─── DATA ENTRIES ───

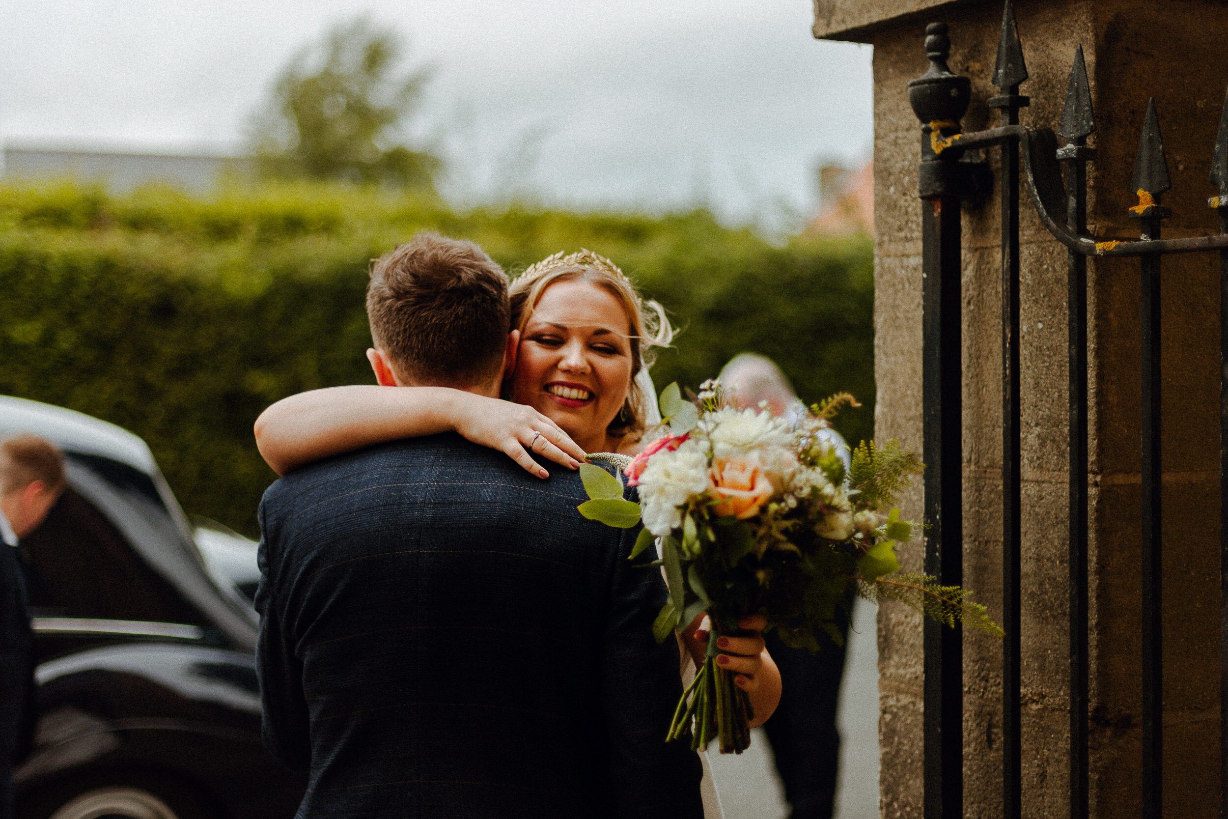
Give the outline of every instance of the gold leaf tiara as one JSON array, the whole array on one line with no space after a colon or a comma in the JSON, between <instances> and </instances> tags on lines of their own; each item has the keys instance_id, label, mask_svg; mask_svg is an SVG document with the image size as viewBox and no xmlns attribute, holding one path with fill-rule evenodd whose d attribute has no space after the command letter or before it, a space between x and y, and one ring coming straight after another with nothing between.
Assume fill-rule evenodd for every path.
<instances>
[{"instance_id":1,"label":"gold leaf tiara","mask_svg":"<svg viewBox=\"0 0 1228 819\"><path fill-rule=\"evenodd\" d=\"M517 281L524 281L528 284L538 276L550 273L551 270L558 270L559 268L593 268L596 270L604 270L605 273L613 274L625 281L631 293L635 296L636 303L642 303L640 291L636 290L631 280L626 278L626 274L619 270L618 265L605 257L593 253L587 248L580 248L578 253L570 253L567 255L564 255L562 250L559 250L554 255L548 255L537 264L529 265L529 268L517 278Z\"/></svg>"}]
</instances>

───

TO BE DONE -
Swap "outline" for "contour" in all of the entries above and write them out again, changing nothing else and leaving out the pictures.

PROBLEM SOLUTION -
Give the contour of every instance of the gold leaf tiara as one JSON array, the whole array on one line with no space after a colon or a comma in the JSON, between <instances> and </instances> tags on lines of their own; each item has the keys instance_id, label, mask_svg; mask_svg is an SVG document with the image size as viewBox and no xmlns attribute, holding one path with fill-rule evenodd whose d attribute has no space after the command letter or before it, a space between x and y, and one ring coming straight after another with nothing between.
Assume fill-rule evenodd for every path.
<instances>
[{"instance_id":1,"label":"gold leaf tiara","mask_svg":"<svg viewBox=\"0 0 1228 819\"><path fill-rule=\"evenodd\" d=\"M517 281L524 281L528 284L538 276L550 273L551 270L558 270L559 268L593 268L596 270L604 270L605 273L613 274L625 281L631 293L635 296L636 303L642 303L640 291L636 290L631 280L626 278L626 274L619 270L618 265L605 257L593 253L587 248L580 248L578 253L570 253L567 255L564 255L562 250L559 250L554 255L548 255L537 264L529 265L529 268L517 278Z\"/></svg>"}]
</instances>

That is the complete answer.